(Entries from an annotation dataset)
--------------------------------

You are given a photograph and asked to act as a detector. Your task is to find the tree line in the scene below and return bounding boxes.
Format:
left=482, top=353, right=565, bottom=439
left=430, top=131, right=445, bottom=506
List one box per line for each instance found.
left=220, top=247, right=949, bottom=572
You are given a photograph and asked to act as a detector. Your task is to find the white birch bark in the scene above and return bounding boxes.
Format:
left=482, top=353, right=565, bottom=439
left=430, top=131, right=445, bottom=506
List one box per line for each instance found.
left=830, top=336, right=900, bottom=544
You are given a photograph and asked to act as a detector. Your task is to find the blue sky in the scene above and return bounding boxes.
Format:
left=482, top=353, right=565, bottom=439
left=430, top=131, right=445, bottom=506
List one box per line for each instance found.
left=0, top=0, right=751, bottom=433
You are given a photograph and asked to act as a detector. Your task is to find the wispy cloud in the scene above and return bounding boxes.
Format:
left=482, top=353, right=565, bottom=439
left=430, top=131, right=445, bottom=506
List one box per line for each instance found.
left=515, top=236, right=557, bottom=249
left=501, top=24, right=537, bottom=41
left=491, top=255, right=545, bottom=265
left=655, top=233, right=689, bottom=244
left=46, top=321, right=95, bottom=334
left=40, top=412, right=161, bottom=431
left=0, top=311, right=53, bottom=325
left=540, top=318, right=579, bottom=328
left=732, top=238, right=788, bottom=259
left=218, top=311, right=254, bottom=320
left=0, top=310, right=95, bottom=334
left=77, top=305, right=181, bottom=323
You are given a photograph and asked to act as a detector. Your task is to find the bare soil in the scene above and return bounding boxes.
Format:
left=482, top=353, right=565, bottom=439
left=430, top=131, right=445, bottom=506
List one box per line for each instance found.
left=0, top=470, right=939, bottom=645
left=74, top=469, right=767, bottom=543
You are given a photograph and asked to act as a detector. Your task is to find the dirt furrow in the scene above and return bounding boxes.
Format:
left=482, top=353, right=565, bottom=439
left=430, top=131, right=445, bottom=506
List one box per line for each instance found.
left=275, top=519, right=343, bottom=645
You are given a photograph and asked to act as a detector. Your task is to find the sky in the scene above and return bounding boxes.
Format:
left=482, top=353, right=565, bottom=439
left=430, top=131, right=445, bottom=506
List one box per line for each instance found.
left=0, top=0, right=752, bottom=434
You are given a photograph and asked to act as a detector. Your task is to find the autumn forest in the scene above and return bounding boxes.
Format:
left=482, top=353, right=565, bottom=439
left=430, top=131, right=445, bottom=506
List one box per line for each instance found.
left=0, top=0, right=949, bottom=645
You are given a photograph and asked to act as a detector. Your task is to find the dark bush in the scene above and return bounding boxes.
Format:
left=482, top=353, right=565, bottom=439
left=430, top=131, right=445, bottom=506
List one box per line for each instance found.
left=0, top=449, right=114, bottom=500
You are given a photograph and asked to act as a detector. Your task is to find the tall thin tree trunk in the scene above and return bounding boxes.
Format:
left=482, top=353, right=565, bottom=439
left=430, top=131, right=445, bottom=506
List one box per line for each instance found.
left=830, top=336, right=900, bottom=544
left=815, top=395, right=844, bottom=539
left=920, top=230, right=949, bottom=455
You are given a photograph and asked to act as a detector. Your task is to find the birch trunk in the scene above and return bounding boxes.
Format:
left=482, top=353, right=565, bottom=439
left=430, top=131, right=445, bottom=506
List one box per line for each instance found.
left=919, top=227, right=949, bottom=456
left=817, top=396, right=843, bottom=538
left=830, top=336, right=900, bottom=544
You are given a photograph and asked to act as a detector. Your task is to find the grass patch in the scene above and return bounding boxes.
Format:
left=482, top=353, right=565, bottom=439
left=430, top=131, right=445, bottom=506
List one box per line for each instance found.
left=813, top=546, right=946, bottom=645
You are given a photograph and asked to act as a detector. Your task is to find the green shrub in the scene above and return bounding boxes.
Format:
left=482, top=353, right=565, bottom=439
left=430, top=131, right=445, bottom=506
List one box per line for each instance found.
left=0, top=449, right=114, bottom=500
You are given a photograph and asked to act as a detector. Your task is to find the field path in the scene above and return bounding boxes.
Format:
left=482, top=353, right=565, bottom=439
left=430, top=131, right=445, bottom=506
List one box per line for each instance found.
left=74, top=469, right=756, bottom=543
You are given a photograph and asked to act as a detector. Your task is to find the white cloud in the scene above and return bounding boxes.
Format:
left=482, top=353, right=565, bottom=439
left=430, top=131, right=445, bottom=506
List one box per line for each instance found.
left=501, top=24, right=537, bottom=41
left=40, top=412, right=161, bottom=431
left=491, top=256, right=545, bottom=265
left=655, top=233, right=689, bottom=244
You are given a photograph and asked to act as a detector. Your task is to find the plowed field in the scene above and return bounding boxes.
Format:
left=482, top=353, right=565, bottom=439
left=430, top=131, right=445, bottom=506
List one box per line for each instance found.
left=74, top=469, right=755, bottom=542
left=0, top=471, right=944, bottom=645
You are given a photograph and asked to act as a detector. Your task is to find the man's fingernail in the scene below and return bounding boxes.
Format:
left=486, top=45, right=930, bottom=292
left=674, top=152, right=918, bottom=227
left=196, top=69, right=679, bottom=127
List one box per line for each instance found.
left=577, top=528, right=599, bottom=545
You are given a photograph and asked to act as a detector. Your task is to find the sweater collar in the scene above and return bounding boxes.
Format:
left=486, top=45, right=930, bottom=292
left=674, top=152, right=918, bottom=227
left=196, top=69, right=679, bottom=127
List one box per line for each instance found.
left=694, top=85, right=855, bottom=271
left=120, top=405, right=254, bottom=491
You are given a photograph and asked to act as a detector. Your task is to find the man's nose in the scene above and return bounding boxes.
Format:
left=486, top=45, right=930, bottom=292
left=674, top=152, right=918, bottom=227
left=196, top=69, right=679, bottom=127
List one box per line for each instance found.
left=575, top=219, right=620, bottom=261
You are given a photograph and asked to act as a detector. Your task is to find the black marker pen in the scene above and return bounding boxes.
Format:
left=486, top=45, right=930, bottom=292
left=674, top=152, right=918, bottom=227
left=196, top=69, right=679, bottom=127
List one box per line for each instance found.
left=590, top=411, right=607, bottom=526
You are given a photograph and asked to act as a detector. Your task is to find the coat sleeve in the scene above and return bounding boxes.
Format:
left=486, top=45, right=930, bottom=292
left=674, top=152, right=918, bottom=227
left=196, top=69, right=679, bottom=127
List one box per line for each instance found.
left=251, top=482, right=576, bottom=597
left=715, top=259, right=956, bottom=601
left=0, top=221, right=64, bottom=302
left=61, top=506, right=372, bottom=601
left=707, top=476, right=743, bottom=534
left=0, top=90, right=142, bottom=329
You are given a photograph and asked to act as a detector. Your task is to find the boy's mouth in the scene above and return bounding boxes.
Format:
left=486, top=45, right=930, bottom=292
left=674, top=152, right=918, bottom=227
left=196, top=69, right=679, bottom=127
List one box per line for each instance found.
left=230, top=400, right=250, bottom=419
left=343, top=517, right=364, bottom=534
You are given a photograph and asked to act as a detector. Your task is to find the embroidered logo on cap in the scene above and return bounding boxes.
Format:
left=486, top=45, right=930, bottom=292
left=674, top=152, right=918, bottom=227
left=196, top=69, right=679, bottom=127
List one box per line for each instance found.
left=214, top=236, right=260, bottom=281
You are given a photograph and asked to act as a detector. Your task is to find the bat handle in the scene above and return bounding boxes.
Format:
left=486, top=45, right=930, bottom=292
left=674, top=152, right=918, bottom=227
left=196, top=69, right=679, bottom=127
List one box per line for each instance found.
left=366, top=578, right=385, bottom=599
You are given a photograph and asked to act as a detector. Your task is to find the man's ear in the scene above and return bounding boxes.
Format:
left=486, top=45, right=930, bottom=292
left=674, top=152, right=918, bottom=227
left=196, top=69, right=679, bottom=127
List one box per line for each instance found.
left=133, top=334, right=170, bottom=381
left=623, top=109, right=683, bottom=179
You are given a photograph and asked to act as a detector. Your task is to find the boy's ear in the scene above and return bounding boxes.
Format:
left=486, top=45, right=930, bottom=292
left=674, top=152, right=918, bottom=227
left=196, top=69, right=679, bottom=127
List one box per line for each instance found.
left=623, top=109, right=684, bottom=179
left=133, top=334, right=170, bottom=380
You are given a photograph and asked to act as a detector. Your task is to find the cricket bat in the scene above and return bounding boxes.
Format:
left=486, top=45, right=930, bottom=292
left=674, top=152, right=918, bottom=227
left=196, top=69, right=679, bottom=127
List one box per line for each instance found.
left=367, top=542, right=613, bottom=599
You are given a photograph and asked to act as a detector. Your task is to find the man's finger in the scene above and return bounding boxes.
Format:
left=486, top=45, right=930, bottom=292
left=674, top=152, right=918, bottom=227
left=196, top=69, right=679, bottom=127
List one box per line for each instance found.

--------------------------------

Copy the listing above word for word, from its first line through the line that contains "left=0, top=0, right=751, bottom=433", with both of those lines included.

— Worked answer —
You are given a photograph and asked to act as a detector. Your task is to find the tree line in the scene below and return bounding boxes.
Format:
left=482, top=353, right=565, bottom=439
left=430, top=131, right=445, bottom=506
List one box per line for each instance found.
left=220, top=247, right=949, bottom=572
You are given a photograph and asked to act as a detector. Your task is to find the white birch bark in the scene above and return bounding boxes.
Format:
left=482, top=353, right=565, bottom=439
left=430, top=131, right=445, bottom=506
List one box per line for each instance found.
left=830, top=336, right=900, bottom=544
You are given a photograph and asked to act as a detector. Your task is to find the blue sky in the scene above and return bounding boxes.
Format:
left=482, top=353, right=565, bottom=439
left=430, top=131, right=445, bottom=506
List one box per line for each instance found.
left=0, top=0, right=751, bottom=433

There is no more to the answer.